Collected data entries
--------

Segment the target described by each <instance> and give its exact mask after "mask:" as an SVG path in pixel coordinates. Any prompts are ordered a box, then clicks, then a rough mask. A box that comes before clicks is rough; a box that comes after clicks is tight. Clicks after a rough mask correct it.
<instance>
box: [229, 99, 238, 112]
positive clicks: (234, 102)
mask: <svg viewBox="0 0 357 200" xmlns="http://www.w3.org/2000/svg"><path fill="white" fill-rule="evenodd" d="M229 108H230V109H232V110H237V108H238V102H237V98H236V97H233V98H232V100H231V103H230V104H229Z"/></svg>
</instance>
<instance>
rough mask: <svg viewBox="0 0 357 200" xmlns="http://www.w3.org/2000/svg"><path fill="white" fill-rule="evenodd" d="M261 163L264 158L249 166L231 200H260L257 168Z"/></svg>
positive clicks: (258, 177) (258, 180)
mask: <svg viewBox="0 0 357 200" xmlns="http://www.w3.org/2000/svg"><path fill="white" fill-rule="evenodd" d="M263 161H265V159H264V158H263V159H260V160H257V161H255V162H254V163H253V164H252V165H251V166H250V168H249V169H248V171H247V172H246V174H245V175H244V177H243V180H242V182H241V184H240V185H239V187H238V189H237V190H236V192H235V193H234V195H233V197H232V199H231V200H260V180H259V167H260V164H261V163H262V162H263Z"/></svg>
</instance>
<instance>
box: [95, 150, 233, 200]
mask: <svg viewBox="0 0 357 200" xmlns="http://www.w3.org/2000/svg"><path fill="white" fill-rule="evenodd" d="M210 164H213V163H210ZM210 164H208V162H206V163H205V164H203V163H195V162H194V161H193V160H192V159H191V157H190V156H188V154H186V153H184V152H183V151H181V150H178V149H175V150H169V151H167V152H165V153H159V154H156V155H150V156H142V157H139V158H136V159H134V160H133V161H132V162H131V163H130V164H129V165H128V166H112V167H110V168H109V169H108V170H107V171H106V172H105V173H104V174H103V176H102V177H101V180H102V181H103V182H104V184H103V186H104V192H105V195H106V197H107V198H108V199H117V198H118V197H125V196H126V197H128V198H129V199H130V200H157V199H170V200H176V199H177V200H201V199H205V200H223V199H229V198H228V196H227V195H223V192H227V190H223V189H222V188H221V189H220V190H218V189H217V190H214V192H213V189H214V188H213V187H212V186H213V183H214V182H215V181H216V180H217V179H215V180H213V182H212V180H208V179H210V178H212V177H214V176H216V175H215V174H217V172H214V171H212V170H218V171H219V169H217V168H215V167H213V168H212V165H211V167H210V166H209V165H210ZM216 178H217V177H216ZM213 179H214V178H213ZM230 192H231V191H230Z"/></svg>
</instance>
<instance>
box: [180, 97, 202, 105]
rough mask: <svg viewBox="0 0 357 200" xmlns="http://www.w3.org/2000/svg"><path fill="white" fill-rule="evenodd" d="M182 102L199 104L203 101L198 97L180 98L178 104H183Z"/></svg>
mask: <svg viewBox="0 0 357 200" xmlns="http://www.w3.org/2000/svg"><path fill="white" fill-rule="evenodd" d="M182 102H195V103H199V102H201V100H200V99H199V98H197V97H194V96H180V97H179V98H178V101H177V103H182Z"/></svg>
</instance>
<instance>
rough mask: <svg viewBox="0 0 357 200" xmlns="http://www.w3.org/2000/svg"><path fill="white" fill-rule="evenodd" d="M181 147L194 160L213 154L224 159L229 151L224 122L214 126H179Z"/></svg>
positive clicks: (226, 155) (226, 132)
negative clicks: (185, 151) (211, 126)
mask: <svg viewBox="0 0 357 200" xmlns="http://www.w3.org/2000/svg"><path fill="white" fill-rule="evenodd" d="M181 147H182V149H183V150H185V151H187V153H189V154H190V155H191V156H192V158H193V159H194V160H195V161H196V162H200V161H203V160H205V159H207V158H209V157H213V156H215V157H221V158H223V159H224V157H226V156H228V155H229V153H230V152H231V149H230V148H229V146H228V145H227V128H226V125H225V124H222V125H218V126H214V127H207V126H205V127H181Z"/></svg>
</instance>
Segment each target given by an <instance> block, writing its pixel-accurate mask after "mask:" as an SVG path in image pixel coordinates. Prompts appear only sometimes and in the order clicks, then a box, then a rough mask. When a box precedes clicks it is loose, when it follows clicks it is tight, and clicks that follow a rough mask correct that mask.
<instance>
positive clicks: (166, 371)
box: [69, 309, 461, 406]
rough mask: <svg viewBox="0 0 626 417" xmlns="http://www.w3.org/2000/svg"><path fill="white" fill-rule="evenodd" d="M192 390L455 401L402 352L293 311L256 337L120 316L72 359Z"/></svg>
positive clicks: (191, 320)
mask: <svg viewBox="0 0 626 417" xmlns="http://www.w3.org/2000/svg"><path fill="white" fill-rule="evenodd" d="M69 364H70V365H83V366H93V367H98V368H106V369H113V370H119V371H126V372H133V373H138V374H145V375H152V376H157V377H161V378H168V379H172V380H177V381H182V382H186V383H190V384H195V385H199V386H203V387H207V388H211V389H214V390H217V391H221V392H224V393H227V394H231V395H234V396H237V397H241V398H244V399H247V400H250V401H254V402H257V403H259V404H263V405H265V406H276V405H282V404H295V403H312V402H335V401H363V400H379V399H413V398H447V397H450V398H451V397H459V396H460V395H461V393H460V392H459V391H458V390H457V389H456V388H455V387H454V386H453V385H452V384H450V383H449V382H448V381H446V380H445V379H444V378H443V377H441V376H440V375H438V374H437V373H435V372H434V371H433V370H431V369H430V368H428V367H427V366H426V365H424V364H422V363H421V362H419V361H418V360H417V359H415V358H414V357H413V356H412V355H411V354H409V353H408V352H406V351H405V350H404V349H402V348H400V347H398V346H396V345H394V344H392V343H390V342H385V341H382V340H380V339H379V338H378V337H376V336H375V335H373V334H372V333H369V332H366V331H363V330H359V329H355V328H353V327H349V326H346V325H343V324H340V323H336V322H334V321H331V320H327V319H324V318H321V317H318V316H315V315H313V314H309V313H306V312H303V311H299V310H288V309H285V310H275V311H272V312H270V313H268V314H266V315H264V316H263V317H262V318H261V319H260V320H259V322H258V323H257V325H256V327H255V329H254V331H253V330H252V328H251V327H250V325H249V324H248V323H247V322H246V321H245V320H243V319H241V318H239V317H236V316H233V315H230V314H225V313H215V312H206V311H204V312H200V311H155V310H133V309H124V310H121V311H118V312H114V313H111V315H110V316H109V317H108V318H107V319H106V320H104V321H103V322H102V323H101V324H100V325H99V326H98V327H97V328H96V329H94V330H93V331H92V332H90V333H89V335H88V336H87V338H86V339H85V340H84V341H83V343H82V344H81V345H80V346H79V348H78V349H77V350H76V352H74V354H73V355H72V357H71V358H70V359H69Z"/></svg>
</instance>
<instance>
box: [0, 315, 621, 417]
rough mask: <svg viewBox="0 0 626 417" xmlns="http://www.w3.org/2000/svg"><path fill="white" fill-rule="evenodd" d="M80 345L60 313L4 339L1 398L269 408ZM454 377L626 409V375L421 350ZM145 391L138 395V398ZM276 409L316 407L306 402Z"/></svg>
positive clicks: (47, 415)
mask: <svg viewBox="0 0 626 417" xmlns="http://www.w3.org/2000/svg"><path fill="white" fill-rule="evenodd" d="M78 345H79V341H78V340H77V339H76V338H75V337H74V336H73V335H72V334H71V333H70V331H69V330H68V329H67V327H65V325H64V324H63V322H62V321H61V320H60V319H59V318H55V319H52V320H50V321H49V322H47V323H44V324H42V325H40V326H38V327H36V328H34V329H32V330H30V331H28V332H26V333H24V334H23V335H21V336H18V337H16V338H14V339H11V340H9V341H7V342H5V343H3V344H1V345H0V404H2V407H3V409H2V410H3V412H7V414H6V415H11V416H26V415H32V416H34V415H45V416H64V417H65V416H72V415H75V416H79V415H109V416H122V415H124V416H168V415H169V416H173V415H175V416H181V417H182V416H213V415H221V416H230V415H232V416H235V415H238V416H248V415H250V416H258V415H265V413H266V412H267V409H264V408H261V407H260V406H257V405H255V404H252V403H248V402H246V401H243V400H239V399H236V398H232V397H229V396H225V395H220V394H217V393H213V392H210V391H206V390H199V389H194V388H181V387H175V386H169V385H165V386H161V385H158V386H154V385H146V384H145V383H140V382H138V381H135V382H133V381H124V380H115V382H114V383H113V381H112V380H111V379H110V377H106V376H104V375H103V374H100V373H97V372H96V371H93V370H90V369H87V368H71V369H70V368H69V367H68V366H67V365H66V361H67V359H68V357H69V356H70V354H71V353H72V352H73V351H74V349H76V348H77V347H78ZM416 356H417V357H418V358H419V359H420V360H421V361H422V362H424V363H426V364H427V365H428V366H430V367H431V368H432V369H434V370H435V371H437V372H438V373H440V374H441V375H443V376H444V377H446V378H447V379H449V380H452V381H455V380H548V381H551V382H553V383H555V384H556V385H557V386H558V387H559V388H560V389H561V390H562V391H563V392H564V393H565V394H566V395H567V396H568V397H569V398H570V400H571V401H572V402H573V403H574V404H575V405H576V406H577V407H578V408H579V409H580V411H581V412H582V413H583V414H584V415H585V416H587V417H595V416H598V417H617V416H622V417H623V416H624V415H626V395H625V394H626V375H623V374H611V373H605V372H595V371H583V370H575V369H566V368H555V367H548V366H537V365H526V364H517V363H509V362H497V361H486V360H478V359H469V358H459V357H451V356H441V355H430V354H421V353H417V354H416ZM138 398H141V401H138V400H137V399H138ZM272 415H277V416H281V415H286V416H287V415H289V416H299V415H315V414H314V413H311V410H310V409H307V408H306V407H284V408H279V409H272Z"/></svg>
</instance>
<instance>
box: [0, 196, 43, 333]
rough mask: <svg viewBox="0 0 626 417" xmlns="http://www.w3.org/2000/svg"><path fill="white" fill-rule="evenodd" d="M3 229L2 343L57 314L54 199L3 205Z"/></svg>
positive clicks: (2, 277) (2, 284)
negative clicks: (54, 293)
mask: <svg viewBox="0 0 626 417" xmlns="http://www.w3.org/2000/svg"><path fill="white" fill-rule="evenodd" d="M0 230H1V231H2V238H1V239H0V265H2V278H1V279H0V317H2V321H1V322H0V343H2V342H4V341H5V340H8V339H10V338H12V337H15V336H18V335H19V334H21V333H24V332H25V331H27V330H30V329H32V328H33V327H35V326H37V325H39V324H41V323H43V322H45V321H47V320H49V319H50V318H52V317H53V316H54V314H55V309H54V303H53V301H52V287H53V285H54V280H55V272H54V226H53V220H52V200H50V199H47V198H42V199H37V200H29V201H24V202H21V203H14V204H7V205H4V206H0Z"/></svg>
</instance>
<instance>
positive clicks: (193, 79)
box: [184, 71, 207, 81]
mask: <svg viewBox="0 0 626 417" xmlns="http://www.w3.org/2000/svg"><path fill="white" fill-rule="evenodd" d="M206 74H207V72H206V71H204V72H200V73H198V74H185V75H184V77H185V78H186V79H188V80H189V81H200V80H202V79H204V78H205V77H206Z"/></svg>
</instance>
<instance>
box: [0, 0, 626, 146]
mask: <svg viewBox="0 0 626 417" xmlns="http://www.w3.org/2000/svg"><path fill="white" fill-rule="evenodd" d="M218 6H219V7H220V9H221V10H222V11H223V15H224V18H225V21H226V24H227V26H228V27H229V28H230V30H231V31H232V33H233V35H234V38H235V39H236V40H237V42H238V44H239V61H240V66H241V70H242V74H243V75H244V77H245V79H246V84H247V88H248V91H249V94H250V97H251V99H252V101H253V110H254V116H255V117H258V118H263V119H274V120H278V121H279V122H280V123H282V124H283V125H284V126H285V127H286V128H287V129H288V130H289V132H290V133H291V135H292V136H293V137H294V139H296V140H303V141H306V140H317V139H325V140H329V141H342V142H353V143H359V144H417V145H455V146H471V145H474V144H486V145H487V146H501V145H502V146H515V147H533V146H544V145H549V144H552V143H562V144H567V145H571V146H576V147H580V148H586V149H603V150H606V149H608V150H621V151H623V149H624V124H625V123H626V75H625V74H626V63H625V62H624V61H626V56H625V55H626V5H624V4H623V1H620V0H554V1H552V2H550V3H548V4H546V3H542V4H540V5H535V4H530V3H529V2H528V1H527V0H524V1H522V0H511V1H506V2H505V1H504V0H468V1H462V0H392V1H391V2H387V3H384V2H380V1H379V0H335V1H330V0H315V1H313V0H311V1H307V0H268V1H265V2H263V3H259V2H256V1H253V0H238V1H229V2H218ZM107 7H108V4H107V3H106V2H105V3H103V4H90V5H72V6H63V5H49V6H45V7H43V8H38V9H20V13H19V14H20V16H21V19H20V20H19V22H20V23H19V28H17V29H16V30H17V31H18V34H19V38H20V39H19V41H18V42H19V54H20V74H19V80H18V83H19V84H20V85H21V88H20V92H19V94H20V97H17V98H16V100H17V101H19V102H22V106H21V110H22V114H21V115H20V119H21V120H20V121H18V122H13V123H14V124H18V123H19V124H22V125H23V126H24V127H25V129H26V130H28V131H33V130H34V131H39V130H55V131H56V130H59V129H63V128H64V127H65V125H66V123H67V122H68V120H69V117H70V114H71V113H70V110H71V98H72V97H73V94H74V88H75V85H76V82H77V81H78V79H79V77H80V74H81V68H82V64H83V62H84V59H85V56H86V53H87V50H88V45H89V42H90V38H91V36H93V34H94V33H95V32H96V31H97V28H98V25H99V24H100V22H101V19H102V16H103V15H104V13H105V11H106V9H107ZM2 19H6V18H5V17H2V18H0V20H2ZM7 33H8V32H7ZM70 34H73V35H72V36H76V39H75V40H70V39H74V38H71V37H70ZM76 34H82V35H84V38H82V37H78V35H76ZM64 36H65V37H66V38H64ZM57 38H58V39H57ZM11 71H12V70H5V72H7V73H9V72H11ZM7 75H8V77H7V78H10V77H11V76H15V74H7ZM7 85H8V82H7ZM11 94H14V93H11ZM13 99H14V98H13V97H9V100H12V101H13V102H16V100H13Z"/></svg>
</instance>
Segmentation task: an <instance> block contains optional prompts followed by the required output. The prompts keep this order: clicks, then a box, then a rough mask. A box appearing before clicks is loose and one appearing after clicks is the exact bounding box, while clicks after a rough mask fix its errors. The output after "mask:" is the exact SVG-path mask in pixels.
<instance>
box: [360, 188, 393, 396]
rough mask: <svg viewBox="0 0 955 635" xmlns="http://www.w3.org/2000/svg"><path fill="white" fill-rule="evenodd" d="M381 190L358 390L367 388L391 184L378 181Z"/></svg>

--------

§ WHAT TO DO:
Copy out, from the data above, each line where the string "correct" is present.

§ WORKED SOLUTION:
Segment the target described by each <instance> and give its exact mask after "mask:" as an SVG path in pixel coordinates. Any prompts are ordered a box, then clicks, then a rough mask. A box that comes before clicks is rough; a box that comes after clicks is tight. Clicks after a rough mask correct it.
Segment each target given by an <instance> block, writing its pixel-accurate mask after "mask:" as an SVG path in image pixel coordinates. Prompts appear only sometimes and in the order clicks, then a box, then a rough mask. When a box precedes clicks it is loose, when it follows clicks it is tight, and clicks that follow a rough mask correct that mask.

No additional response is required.